### DOCUMENT SEGMENT ###

What makes this novel so potentially fascinating is that these three are not detectives, and in the face of a skeptical pre-forensics society, they solve this mystery not by matching fibers and semen samples but by amassing a psychological profile of the killer. The Alienist is a large, commercial mixture of solid, impersonal craftsmanship and gothic horror; it's also a historical novel of New York manners dressed up in a garishly lurid thriller plot. It's prissy and ghoulish.

The writer, Caleb Carr, a contributing editor to Military History Quarterly and the author of a biography of soldier of fortune Frederick Townsend Ward, uses his formidable skills as a historian to good effect, but attached to a pulpy, middlebrow thriller, they ultimately (at least for the first three-quarters of the book) help sink it. The case under investigation is as gruesome as anything out of James Ellroy, but it feels as if it had been rewritten by James Michener. Paramount Pictures has already staked $500,000 on Carr's story for producer Scott Rudin, but whether the studio is going to be willing to spend the additional $60 million it will take to re-create turn-of-the-century Manhattan for Cruising-Meets-Edith Wharton is another, altogether more immediate mystery.

The book's narrator is John Moore, the Times reporter, who is, unfortunately, the least interesting character. Since he's a journalist and not a novelist, we get long, impressively detailed descriptions of Delmonico's, the Metropolitan Opera, what 10th and Broadway might have looked like on a foggy spring morning 100 years ago. This is all un-leavened by dialogue that is almost completely expository—huge blocks of info bereft of drama. For all its elegance, The Alienist lacks the nasty, prankish fun—the dirty kick—we expect from a thriller. It's a stodgy, plodding Masterpiece Theatre-style thriller, so genteel that one can almost hear the ghost of Alastair Cooke narrating in the background, until you realize the ghost of Alastair Cooke is narrating in the background. It's a "literary" humanist-liberal story with an anachronistic smattering of P.C. elements that seems pandering: the wildly independent career woman, the noble black bodyguard, a fairly contemporary concern with gay prostitution and psychology.

### EXTRACTED INFORMATION ###

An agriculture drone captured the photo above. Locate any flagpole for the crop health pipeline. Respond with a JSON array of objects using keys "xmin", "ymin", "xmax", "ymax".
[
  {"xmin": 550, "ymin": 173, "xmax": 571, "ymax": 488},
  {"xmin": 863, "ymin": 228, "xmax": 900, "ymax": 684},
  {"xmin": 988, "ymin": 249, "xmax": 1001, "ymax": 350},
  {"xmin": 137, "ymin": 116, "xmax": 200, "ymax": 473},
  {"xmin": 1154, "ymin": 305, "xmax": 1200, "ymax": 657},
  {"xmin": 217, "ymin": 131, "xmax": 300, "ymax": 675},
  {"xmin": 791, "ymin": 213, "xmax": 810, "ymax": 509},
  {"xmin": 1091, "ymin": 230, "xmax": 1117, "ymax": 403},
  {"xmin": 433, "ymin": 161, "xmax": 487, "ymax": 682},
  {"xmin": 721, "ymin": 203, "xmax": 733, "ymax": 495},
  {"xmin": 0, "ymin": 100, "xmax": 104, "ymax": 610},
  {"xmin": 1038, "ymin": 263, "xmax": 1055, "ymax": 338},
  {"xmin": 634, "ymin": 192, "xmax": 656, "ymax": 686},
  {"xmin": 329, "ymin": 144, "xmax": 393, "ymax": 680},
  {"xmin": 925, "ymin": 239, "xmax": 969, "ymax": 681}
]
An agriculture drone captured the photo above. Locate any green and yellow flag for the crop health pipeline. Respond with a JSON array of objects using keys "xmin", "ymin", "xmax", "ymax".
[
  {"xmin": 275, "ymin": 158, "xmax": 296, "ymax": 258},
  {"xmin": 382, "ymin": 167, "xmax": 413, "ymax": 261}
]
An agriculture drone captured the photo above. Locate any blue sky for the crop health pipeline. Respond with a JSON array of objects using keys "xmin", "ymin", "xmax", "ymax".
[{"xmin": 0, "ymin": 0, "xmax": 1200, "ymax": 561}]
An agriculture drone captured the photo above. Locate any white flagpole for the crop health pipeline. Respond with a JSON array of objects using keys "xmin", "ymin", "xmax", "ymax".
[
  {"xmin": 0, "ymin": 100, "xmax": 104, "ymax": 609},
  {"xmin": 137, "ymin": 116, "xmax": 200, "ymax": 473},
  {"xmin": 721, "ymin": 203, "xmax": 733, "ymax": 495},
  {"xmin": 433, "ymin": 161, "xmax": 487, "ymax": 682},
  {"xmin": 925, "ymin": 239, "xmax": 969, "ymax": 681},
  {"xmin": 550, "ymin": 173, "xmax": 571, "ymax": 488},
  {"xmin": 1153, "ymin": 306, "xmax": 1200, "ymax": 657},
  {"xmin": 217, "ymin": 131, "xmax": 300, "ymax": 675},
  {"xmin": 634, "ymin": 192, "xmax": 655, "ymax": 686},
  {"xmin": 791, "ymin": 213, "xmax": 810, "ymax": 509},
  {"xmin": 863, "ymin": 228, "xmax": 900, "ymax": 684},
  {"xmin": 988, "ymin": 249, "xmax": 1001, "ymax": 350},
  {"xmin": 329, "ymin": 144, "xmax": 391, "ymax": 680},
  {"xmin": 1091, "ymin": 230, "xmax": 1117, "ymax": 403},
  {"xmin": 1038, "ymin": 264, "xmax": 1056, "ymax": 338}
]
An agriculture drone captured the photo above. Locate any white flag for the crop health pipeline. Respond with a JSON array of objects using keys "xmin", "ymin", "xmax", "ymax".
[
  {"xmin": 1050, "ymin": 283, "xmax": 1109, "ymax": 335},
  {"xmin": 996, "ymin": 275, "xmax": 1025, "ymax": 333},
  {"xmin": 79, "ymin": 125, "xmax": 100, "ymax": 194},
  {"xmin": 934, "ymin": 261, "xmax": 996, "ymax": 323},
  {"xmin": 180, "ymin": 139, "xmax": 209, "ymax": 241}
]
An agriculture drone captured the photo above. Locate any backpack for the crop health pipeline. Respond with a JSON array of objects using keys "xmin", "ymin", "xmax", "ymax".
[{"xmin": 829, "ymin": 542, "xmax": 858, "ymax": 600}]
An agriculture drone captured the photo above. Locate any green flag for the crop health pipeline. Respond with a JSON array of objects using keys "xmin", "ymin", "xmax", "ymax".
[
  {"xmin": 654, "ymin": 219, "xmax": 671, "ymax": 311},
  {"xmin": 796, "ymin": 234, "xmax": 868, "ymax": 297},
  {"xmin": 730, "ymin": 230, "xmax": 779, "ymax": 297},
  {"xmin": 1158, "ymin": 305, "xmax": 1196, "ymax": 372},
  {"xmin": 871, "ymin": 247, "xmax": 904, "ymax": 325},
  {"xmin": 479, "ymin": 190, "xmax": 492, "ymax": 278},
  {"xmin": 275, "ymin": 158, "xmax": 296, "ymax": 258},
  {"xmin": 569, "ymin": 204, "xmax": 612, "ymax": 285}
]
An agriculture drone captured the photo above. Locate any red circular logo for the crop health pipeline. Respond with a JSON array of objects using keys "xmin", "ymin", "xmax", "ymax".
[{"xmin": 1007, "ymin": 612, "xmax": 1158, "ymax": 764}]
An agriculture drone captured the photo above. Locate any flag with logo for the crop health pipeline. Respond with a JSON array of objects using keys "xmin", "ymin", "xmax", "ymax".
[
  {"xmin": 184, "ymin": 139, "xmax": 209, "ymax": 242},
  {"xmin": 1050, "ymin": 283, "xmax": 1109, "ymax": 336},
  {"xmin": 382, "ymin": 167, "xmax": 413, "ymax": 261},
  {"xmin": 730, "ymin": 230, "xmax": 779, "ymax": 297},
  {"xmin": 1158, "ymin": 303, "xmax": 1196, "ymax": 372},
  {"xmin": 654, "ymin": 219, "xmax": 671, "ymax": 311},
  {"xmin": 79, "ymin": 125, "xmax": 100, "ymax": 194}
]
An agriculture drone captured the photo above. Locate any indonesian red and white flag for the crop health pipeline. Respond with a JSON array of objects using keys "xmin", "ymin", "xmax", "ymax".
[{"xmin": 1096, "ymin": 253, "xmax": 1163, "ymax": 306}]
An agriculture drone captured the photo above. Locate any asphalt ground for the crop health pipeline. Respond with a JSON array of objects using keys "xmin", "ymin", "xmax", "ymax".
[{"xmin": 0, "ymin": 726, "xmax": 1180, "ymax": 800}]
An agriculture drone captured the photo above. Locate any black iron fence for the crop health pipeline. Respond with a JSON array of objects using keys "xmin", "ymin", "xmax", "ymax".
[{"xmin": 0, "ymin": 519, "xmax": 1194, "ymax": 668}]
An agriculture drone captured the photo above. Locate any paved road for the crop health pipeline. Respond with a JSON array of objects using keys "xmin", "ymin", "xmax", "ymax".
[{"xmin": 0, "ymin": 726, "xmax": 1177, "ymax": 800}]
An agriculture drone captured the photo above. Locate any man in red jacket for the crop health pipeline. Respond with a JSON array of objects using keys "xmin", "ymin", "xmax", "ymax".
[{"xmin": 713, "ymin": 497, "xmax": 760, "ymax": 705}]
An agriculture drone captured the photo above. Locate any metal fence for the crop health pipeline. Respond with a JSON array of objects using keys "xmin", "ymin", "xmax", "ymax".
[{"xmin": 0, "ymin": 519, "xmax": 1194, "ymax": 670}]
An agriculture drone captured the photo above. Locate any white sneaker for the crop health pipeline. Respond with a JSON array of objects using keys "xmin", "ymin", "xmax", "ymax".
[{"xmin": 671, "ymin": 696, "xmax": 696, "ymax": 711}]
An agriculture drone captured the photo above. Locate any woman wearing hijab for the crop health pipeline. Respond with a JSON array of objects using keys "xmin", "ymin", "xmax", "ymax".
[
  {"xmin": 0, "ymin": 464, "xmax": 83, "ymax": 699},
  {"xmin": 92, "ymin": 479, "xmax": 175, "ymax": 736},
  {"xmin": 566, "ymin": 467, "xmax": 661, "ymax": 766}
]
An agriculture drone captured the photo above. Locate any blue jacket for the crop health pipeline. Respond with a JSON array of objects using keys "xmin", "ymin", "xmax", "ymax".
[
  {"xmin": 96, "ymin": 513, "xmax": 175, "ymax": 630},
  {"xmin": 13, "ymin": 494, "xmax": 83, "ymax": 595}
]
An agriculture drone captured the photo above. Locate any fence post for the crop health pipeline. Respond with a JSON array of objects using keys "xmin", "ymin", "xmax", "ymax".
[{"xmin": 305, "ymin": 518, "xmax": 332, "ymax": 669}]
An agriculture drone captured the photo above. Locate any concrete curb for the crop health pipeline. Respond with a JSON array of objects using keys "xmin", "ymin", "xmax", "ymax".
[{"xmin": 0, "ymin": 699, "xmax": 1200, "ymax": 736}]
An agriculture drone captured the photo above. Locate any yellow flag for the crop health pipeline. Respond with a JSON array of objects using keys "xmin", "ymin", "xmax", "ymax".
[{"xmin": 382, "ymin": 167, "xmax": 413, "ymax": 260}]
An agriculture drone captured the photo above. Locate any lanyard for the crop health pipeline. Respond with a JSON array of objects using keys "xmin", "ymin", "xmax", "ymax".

###

#### WRITTEN EXERCISE 1:
Which things does the review of The Alienist say the narrator gives long, impressively detailed descriptions of? List every one.
#### WRITTEN EXERCISE 2:
Reproduce the review of The Alienist word for word from "The writer, Caleb" to "more immediate mystery.".

#### EXERCISE OUTPUT 1:
- Delmonico's
- the Metropolitan Opera
- what 10th and Broadway might have looked like on a foggy spring morning 100 years ago

#### EXERCISE OUTPUT 2:
The writer, Caleb Carr, a contributing editor to Military History Quarterly and the author of a biography of soldier of fortune Frederick Townsend Ward, uses his formidable skills as a historian to good effect, but attached to a pulpy, middlebrow thriller, they ultimately (at least for the first three-quarters of the book) help sink it. The case under investigation is as gruesome as anything out of James Ellroy, but it feels as if it had been rewritten by James Michener. Paramount Pictures has already staked $500,000 on Carr's story for producer Scott Rudin, but whether the studio is going to be willing to spend the additional $60 million it will take to re-create turn-of-the-century Manhattan for Cruising-Meets-Edith Wharton is another, altogether more immediate mystery.